• PROBLEM DESCRIPTION:
Work out how many lines of the entries have the word "dark" in them. Respond with that number only.

(Point-per-instance localization data)
════════

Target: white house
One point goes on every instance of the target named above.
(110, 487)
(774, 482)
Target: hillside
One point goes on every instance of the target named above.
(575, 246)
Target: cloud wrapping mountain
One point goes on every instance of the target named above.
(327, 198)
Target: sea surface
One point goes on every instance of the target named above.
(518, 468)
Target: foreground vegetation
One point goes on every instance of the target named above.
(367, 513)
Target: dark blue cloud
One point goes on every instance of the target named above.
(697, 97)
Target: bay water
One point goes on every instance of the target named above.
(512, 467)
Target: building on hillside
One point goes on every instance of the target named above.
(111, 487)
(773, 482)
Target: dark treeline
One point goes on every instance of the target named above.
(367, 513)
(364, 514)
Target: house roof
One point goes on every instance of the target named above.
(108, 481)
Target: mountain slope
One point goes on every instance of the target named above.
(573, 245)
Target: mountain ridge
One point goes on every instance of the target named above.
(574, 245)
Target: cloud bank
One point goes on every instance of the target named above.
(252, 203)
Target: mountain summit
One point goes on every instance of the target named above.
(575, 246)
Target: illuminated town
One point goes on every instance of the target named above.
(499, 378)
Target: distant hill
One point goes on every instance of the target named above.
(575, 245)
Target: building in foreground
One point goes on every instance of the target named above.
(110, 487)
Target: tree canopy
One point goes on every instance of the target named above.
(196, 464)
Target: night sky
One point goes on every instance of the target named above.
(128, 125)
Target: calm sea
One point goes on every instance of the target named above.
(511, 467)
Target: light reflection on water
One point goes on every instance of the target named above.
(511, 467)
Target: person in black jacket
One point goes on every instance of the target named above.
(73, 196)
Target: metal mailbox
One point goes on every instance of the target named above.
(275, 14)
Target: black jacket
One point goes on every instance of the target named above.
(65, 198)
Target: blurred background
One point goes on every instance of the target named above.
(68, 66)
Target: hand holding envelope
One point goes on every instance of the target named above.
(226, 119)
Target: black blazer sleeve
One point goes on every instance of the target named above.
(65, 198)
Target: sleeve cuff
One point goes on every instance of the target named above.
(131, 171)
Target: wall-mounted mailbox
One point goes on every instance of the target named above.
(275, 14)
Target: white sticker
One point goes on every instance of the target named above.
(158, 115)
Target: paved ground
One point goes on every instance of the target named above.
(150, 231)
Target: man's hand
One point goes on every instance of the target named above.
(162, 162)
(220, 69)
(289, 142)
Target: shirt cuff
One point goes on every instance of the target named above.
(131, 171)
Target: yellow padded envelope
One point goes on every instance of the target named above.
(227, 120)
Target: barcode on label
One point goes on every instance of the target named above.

════════

• RESULT FOR THIS EXERCISE:
2